**Requisitos:** Vuelve a escribir el pasaje del texto sobre la democracia que va de "Realidad y formalidad" a "lucha de clases." y cambia en él "espectral" por "fantasmal".

**Texto dado:**
####################

La llegada al poder del pestilente Bolsonaro, el surrealismo despótico de Maduro, la política “John Wayne” del sátrapa de Ortega, el autoritarismo impúdico del trastornado Trump, y el ballet monocorde, anacrónico y  represivo de Miguel Díaz-Canel, me han llevado a hacerme la siguiente pregunta: ¿Tiene la Democracia -como instrumento ideológico y político- respuestas reales ante semejante barahúnda? ¿Existirá alguna salida digna ante tan colosal caos? ¿Tiene Costa Rica activos morales y políticos para navegar airoso y sortear tanta mortal impudicia? Este modesto ensayo, dividido en dos partes, aspira a conversar, o, a iniciar una conversación,  bajo el presupuesto de que la Democracia es una virtud social y razonablemente querida. Creo yo que se impone reflexionar sobre la Democracia, y en lo que intuyo es “la vía costarricense a la democracia”. Dos locos gobiernan naciones gigantescas: uno en Washington y el otro en Brasilia. No somos una isla y somos pequenos. Se impone, entonces, reflexionar sobre nuestros nortes.

Realidad y formalidad

Hay quienes piensan que el voto y las elecciones, más las consecuencias que de  dichos procedimientos se deriven son, en su formalidad y en su ser, “la Democracia”; en otro extremo, hay quienes aseveran que la Democracia nunca lo fue para las mayorías, pues solamente se expresó y se expresa como una suerte de “estafa” que refleja el dominio general de las clases sociales dominantes sobre las subordinadas. La lira de  la Democracia, según esta última arista, es una aparición espectral que disimula la lucha de clases.

Visto lo dicho en el párrafo anterior, las dos posiciones expuestas pueden y deben objetarse.  Cabe decir, en cuanto a la primera, que los mecanismos y las formalidades democráticas, su doctrina y su institucionalización, son insuficientes en un entorno social desigual y sin prácticas de equidad.  Honduras, por ejemplo, es una democracia en lo formal y es también una sociedad profundamente antidemocrática. Es tan antidemocrático dicho entorno social que prácticamente su Constitución Política deviene en letra muerta, dando pie a que, sobre su misma formalidad democrática, se instale la tiranía con una falsa fachada liberal. Las gradaciones suben y bajan. Unas democracias son más completas que otras; y hay las que son una total caricatura. Pero ninguna es completa ni podrá ser completa. Democracias buenas, dígase por ejemplo, las sociales las de Suiza o Finlandia, por ejemplo, son  delatadas en sus propios límites, pues la vida las confronta constantemente con nuevos desafíos y necesidades que solventar.

####################

**Material sin procesar:**

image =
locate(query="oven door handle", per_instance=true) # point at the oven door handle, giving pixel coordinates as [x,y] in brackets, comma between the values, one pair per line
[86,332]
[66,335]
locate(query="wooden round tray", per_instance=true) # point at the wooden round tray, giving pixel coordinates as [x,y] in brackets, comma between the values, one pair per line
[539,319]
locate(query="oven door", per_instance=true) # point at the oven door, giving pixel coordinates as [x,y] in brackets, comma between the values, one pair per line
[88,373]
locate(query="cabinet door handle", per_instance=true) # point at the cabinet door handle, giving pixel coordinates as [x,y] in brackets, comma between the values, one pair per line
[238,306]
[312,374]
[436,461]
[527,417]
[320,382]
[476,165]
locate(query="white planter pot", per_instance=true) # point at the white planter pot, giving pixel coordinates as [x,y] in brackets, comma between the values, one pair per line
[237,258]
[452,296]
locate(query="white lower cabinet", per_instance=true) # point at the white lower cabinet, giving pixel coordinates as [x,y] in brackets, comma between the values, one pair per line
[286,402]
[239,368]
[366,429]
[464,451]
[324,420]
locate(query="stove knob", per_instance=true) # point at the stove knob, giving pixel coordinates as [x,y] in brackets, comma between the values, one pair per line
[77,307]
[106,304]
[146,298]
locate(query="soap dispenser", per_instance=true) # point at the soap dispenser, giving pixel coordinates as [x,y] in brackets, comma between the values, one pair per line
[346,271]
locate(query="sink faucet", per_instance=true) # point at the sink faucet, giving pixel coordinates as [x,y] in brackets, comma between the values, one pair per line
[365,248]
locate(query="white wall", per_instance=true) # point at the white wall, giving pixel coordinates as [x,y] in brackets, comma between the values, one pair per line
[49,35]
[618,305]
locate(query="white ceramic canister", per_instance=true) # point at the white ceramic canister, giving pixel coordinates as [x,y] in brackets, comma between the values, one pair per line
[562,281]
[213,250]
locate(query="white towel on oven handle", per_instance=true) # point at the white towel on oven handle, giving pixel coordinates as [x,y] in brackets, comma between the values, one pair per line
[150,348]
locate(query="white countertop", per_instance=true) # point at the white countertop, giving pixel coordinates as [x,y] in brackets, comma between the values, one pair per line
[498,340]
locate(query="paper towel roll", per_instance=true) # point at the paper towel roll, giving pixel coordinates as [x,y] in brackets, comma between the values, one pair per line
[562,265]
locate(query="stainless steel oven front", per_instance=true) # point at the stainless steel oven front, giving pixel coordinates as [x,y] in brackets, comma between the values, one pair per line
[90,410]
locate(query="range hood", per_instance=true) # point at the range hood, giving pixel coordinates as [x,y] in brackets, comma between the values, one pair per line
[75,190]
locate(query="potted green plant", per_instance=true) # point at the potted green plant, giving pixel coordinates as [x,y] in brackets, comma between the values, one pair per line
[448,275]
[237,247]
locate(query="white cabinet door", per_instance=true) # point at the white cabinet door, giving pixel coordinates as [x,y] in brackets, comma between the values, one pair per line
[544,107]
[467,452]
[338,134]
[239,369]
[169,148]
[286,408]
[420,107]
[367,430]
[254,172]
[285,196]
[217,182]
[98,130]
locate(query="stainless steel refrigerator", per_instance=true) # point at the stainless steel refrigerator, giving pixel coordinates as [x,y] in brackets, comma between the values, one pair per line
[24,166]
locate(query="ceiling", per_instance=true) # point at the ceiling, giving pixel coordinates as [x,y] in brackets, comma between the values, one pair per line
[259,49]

####################

**Tarea resuelta:**
Realidad y formalidad

Hay quienes piensan que el voto y las elecciones, más las consecuencias que de  dichos procedimientos se deriven son, en su formalidad y en su ser, “la Democracia”; en otro extremo, hay quienes aseveran que la Democracia nunca lo fue para las mayorías, pues solamente se expresó y se expresa como una suerte de “estafa” que refleja el dominio general de las clases sociales dominantes sobre las subordinadas. La lira de  la Democracia, según esta última arista, es una aparición fantasmal que disimula la lucha de clases.